Task brief: The result should be an exact copy of the lines from the one with "table lower shelf" through the last line of the data below, both included.

Extracted records:
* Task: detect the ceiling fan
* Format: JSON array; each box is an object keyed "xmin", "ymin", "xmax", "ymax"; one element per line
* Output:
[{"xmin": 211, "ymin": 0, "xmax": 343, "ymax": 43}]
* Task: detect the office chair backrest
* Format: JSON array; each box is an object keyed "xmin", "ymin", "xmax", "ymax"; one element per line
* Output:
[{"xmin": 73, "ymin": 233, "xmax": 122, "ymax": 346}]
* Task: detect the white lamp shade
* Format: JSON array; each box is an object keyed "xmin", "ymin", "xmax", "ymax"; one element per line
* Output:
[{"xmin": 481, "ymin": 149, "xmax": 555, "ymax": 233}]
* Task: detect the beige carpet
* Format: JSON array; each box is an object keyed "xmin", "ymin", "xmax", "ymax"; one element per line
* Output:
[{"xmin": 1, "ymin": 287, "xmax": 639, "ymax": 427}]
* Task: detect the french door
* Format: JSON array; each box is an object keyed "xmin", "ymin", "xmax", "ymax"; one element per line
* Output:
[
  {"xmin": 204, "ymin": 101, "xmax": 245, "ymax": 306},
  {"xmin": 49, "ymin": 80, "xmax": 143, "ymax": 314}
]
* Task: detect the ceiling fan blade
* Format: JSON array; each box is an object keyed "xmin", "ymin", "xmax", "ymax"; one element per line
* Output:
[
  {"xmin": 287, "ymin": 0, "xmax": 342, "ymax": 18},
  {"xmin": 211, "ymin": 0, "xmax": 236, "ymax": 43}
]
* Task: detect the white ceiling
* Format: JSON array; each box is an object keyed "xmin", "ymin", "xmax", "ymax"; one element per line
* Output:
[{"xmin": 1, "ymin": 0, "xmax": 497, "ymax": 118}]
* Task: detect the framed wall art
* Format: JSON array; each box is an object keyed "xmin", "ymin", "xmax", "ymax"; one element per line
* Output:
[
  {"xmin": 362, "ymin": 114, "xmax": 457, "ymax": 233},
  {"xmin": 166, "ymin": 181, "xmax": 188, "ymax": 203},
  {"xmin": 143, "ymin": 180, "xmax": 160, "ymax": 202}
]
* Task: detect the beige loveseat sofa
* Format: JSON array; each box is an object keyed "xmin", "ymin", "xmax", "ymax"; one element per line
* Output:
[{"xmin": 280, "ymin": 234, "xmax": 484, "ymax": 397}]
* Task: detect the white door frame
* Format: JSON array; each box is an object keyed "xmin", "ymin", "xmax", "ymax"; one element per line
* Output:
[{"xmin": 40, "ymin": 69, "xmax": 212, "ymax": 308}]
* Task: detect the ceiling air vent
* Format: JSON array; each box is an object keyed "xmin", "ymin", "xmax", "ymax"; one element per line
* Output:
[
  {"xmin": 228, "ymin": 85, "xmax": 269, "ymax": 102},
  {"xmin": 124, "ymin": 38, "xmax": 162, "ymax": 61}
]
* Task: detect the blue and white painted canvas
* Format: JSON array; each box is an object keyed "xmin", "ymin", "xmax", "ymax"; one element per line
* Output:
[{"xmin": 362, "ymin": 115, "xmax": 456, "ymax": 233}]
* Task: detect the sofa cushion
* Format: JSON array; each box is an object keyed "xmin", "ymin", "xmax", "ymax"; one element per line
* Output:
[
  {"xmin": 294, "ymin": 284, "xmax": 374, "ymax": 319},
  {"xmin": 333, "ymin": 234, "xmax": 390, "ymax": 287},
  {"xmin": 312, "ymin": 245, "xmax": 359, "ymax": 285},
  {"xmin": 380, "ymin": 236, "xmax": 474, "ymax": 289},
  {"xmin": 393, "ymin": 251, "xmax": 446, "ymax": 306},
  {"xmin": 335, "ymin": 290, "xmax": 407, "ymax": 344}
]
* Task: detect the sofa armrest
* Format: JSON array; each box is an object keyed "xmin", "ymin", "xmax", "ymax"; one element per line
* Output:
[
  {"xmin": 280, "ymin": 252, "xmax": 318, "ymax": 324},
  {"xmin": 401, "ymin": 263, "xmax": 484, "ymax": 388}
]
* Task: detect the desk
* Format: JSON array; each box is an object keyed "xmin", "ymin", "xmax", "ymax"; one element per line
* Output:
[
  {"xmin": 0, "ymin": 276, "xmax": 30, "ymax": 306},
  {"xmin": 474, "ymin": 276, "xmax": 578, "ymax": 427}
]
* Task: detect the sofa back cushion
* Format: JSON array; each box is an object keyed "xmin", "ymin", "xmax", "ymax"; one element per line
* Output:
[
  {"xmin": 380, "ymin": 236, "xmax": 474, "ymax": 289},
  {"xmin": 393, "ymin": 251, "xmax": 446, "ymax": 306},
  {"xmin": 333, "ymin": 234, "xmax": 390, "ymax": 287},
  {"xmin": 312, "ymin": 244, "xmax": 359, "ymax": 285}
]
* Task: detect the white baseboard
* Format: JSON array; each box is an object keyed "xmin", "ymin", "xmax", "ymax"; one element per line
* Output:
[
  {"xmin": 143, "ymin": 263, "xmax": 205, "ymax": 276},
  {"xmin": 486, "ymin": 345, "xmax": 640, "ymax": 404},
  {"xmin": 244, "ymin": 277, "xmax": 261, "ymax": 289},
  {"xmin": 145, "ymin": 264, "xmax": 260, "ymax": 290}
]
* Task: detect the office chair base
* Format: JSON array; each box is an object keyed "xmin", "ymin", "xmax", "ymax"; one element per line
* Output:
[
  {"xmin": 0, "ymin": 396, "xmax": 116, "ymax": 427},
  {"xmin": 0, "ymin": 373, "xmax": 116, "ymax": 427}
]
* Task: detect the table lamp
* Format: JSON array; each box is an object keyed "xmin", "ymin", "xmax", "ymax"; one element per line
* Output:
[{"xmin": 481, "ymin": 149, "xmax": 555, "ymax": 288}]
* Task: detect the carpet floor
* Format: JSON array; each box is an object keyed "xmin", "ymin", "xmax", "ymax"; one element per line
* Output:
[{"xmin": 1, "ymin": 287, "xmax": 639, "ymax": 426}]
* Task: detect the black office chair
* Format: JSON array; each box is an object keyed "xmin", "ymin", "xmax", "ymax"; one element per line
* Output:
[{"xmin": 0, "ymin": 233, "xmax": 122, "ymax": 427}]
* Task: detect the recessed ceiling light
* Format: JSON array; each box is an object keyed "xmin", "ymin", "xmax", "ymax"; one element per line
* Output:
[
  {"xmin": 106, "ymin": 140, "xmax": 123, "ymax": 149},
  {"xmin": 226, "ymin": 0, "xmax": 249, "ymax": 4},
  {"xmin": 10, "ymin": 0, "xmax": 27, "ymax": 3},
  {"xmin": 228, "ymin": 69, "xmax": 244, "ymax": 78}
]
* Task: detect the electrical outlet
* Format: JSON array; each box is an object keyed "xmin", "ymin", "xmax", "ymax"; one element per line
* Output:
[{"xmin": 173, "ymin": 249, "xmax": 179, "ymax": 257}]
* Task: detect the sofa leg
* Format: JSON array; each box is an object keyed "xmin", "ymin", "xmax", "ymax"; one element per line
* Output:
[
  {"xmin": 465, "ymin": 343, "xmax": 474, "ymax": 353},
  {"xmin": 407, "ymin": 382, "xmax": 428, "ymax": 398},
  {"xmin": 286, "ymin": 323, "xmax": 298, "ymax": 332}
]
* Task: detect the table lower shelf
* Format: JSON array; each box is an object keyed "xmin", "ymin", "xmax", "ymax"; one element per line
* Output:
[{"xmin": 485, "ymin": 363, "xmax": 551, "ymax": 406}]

Response to this task:
* Task: detect the table lower shelf
* Format: JSON array; each box is an object keyed "xmin", "ymin", "xmax", "ymax"; one element per line
* Output:
[{"xmin": 485, "ymin": 363, "xmax": 551, "ymax": 406}]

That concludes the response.